#### EXERCISE BRIEF
Lines in the data below that contain the word "trunk" are to be copied.

#### INPUT
________________________________________
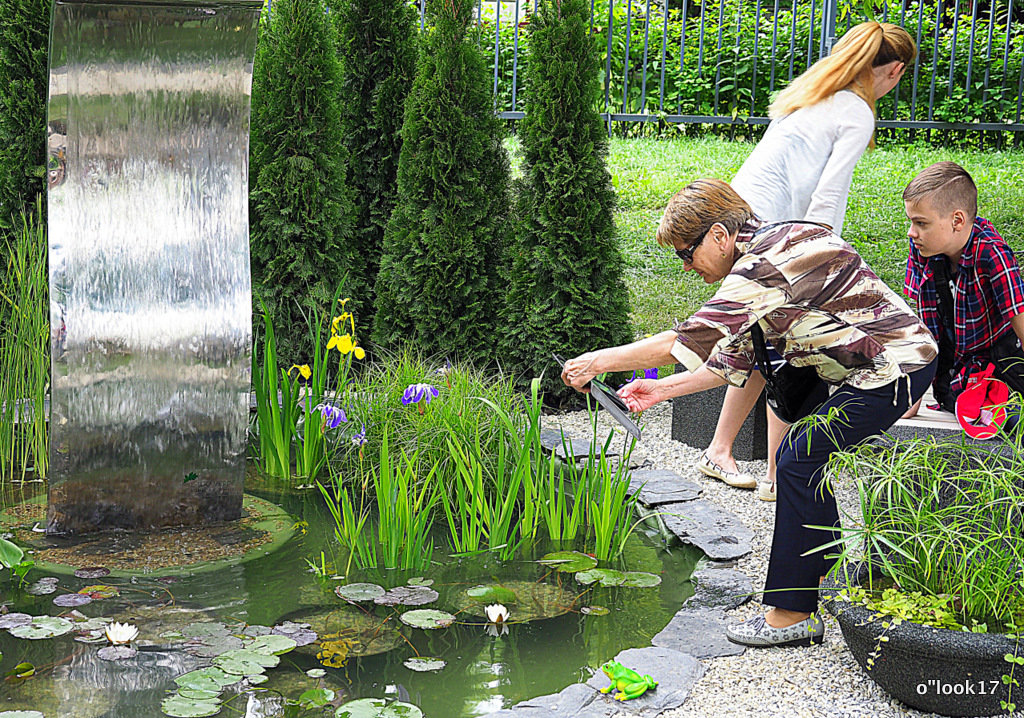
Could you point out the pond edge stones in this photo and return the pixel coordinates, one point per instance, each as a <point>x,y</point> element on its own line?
<point>696,631</point>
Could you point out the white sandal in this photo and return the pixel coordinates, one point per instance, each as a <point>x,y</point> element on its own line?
<point>733,478</point>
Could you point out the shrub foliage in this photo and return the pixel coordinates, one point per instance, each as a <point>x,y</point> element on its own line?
<point>299,208</point>
<point>567,293</point>
<point>25,31</point>
<point>377,43</point>
<point>439,283</point>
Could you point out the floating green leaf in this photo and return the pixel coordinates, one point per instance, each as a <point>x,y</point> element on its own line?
<point>189,708</point>
<point>315,698</point>
<point>359,592</point>
<point>605,577</point>
<point>568,561</point>
<point>43,627</point>
<point>492,594</point>
<point>271,644</point>
<point>424,664</point>
<point>427,618</point>
<point>641,579</point>
<point>377,708</point>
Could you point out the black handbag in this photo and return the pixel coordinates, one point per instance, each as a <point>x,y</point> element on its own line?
<point>787,389</point>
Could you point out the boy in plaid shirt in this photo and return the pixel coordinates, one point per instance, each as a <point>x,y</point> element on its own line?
<point>967,283</point>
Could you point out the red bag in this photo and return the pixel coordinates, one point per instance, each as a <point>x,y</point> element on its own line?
<point>981,408</point>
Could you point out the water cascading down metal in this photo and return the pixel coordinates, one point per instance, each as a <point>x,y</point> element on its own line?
<point>148,261</point>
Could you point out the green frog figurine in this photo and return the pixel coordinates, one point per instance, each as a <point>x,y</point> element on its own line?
<point>629,683</point>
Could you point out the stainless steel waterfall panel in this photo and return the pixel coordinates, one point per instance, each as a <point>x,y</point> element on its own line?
<point>150,289</point>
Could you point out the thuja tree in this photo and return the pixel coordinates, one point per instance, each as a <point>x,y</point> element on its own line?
<point>438,288</point>
<point>377,42</point>
<point>299,207</point>
<point>567,294</point>
<point>25,27</point>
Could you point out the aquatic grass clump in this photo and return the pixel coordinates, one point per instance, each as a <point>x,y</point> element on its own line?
<point>942,519</point>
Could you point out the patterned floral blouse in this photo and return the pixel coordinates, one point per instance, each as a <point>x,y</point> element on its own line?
<point>819,305</point>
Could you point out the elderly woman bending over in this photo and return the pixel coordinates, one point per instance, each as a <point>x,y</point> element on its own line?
<point>819,305</point>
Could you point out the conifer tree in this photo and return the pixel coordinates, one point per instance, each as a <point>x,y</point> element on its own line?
<point>300,210</point>
<point>25,32</point>
<point>438,288</point>
<point>566,293</point>
<point>377,44</point>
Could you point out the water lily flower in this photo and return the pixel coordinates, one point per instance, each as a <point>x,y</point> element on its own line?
<point>419,392</point>
<point>333,416</point>
<point>304,371</point>
<point>497,614</point>
<point>121,634</point>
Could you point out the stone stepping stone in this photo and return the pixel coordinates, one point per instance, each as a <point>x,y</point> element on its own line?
<point>699,632</point>
<point>578,448</point>
<point>720,587</point>
<point>713,530</point>
<point>662,487</point>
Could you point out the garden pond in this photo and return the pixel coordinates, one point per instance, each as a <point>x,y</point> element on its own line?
<point>559,631</point>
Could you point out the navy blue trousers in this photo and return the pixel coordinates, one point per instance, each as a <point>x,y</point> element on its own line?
<point>802,501</point>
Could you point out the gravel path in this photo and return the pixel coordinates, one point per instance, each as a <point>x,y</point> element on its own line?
<point>823,680</point>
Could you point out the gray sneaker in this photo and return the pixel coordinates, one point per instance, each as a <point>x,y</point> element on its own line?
<point>756,632</point>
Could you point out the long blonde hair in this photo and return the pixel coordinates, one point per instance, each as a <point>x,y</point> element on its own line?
<point>849,67</point>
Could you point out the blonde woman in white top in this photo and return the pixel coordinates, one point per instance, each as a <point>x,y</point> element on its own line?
<point>802,169</point>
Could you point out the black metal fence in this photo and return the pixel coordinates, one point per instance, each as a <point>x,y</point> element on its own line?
<point>719,62</point>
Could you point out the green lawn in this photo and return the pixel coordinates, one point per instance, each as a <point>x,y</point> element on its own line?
<point>647,172</point>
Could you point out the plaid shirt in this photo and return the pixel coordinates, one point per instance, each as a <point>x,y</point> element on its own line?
<point>987,292</point>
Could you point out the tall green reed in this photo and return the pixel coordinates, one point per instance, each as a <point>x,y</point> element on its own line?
<point>25,339</point>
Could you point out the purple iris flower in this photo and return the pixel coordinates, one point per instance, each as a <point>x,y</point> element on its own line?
<point>359,438</point>
<point>419,392</point>
<point>333,416</point>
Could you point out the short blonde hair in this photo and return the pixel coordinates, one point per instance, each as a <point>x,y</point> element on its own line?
<point>693,210</point>
<point>947,186</point>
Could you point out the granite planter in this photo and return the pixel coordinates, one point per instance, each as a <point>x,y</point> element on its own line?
<point>952,673</point>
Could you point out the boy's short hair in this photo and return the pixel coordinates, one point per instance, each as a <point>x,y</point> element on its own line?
<point>948,187</point>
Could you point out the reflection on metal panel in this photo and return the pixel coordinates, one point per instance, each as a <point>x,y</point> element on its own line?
<point>150,288</point>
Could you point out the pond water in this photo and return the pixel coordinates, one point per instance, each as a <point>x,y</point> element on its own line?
<point>483,673</point>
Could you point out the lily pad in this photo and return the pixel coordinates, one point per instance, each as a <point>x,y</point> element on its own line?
<point>92,573</point>
<point>210,678</point>
<point>117,652</point>
<point>67,600</point>
<point>377,708</point>
<point>189,708</point>
<point>427,618</point>
<point>43,627</point>
<point>641,579</point>
<point>605,577</point>
<point>272,644</point>
<point>492,594</point>
<point>100,592</point>
<point>408,595</point>
<point>532,600</point>
<point>359,592</point>
<point>14,620</point>
<point>424,665</point>
<point>568,561</point>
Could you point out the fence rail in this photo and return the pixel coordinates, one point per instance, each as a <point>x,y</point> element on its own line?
<point>719,62</point>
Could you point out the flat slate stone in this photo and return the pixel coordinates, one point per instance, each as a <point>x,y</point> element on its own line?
<point>713,530</point>
<point>675,672</point>
<point>578,448</point>
<point>719,587</point>
<point>662,487</point>
<point>698,632</point>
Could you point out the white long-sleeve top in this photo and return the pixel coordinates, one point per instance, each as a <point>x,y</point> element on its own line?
<point>803,166</point>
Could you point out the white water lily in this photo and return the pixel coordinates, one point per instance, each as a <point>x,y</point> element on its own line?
<point>121,634</point>
<point>497,614</point>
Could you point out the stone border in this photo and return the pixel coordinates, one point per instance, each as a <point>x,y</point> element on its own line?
<point>696,631</point>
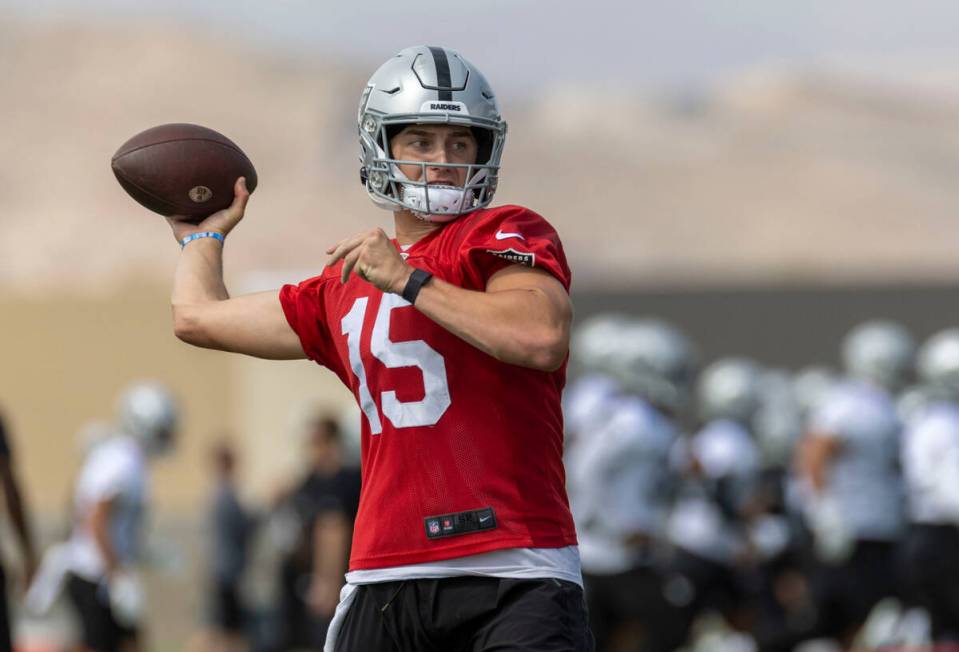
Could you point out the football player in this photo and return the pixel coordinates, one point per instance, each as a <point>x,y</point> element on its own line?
<point>721,478</point>
<point>453,337</point>
<point>848,463</point>
<point>620,480</point>
<point>930,462</point>
<point>110,501</point>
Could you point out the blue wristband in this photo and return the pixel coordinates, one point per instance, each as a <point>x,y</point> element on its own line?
<point>204,234</point>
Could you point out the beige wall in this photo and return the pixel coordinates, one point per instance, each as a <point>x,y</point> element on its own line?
<point>62,361</point>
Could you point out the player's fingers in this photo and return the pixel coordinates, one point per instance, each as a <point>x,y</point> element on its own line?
<point>344,247</point>
<point>240,196</point>
<point>348,264</point>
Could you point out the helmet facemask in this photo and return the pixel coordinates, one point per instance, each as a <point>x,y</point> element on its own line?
<point>392,189</point>
<point>425,85</point>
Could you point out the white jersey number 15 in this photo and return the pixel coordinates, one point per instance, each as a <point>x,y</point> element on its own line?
<point>413,353</point>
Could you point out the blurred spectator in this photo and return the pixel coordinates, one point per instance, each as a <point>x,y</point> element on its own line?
<point>232,526</point>
<point>110,503</point>
<point>17,510</point>
<point>323,505</point>
<point>622,429</point>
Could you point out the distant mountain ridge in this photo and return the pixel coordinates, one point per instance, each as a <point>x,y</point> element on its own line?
<point>775,177</point>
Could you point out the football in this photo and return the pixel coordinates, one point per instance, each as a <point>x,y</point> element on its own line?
<point>182,169</point>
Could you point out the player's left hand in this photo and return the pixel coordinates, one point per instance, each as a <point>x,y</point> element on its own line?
<point>374,258</point>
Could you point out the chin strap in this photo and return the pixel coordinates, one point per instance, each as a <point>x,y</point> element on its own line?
<point>446,203</point>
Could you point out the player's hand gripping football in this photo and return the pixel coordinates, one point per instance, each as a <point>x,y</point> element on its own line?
<point>222,221</point>
<point>374,258</point>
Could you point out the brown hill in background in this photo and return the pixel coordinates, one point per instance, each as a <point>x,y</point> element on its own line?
<point>779,177</point>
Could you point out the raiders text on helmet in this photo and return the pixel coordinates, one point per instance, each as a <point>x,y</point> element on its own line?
<point>428,85</point>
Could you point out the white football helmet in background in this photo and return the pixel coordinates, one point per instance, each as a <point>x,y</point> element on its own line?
<point>879,351</point>
<point>428,85</point>
<point>596,343</point>
<point>938,362</point>
<point>147,411</point>
<point>729,388</point>
<point>656,361</point>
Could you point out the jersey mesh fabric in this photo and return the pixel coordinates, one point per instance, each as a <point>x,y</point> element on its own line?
<point>497,442</point>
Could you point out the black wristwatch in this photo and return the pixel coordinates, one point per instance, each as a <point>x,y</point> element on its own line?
<point>417,280</point>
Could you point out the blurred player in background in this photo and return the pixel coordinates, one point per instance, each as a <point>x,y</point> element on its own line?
<point>19,517</point>
<point>453,338</point>
<point>930,461</point>
<point>111,500</point>
<point>232,526</point>
<point>719,495</point>
<point>323,506</point>
<point>620,479</point>
<point>853,490</point>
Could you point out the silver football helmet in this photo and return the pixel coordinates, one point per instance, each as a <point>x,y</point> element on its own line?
<point>428,85</point>
<point>938,362</point>
<point>596,343</point>
<point>656,361</point>
<point>811,385</point>
<point>879,351</point>
<point>729,388</point>
<point>147,411</point>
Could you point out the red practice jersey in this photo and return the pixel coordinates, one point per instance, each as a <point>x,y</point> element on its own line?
<point>461,453</point>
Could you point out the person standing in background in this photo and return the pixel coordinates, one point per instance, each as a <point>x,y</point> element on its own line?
<point>324,506</point>
<point>111,500</point>
<point>231,528</point>
<point>17,511</point>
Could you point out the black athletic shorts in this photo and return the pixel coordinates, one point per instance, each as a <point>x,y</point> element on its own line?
<point>930,554</point>
<point>101,631</point>
<point>467,614</point>
<point>226,607</point>
<point>845,593</point>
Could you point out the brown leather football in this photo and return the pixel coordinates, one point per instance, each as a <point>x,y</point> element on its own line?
<point>182,169</point>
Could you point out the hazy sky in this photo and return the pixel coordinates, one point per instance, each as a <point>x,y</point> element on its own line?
<point>522,43</point>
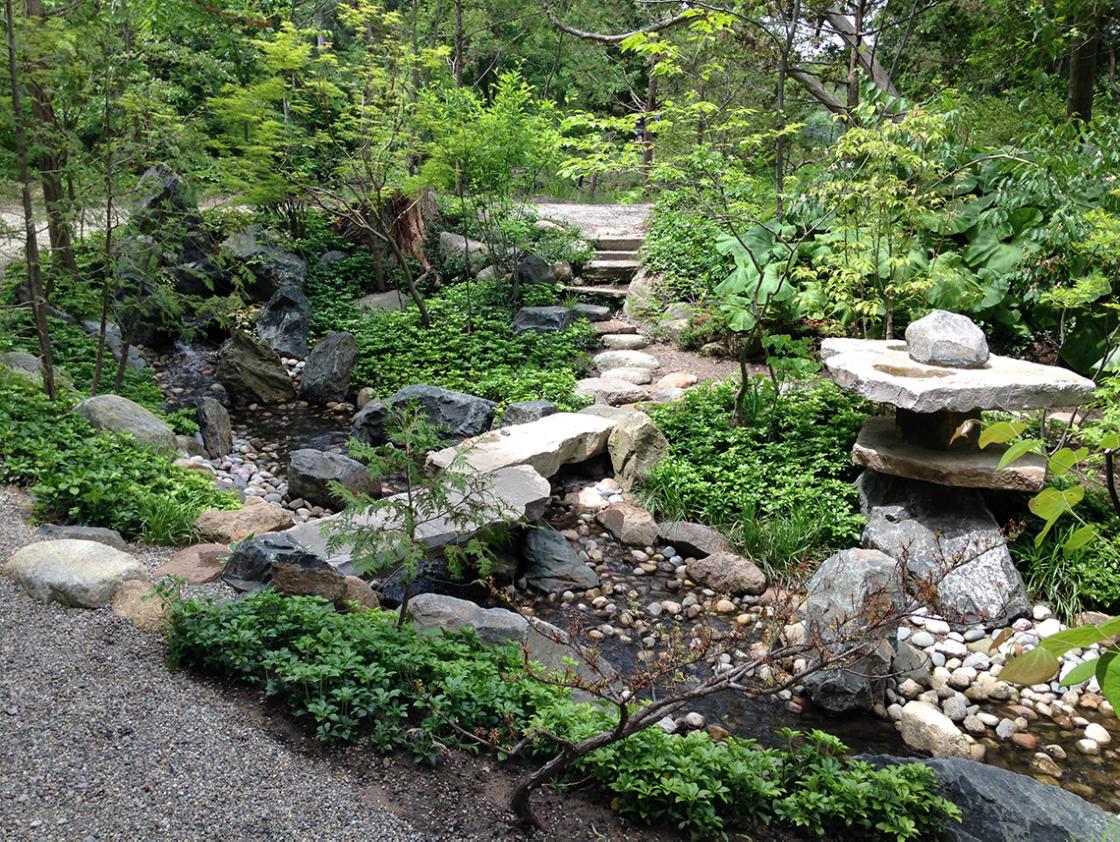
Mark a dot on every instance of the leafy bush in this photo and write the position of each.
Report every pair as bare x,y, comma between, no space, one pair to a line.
360,675
470,346
786,473
78,475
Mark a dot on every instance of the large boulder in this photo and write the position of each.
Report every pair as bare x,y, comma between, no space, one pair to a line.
121,415
728,573
232,525
327,372
547,445
251,372
271,267
543,319
455,413
457,249
82,573
630,524
533,269
635,447
610,391
310,474
999,805
946,338
949,539
551,563
285,320
692,539
214,427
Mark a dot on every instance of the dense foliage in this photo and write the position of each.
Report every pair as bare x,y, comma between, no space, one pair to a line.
81,476
780,483
361,676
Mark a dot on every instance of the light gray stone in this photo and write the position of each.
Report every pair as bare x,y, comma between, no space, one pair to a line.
938,530
546,445
119,414
946,338
77,573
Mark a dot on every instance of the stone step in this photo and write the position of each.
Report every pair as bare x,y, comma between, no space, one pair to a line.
618,290
619,242
617,270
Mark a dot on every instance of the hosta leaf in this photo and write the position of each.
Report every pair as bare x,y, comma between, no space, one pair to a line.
1001,432
1030,667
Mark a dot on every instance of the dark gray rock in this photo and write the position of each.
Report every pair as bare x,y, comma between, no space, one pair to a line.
523,412
543,319
998,805
251,372
250,567
946,338
551,563
214,427
311,471
940,529
285,320
455,413
327,372
533,269
102,535
851,688
271,267
691,539
593,312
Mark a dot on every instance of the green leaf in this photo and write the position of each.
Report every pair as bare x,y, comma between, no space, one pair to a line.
1080,673
1002,432
1072,638
1080,536
1030,667
1018,450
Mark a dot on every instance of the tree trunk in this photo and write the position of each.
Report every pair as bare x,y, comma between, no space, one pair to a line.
1083,74
34,271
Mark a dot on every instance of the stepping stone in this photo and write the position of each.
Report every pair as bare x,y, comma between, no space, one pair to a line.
544,445
609,359
624,342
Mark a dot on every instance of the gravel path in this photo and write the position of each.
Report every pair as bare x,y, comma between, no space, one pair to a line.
100,741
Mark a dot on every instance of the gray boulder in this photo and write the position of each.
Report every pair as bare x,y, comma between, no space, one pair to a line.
455,413
214,427
998,805
119,414
251,372
524,412
271,267
946,338
542,319
551,563
533,269
938,530
327,372
78,573
102,535
250,567
692,539
310,474
285,320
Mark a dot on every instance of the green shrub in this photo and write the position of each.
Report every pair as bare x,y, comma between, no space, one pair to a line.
360,675
470,346
781,485
78,475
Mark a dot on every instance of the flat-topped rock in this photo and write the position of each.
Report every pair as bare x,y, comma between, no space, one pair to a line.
883,372
518,493
946,338
882,447
544,445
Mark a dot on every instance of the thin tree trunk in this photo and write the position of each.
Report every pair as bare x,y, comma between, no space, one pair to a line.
34,270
________________________________________
#### ANSWER FOR THE TASK
Mark a dot on every instance of the tree trunk in this photo and write the position of each.
Mark a dot on every instance of the thin tree trunk in this photo and write the position of each.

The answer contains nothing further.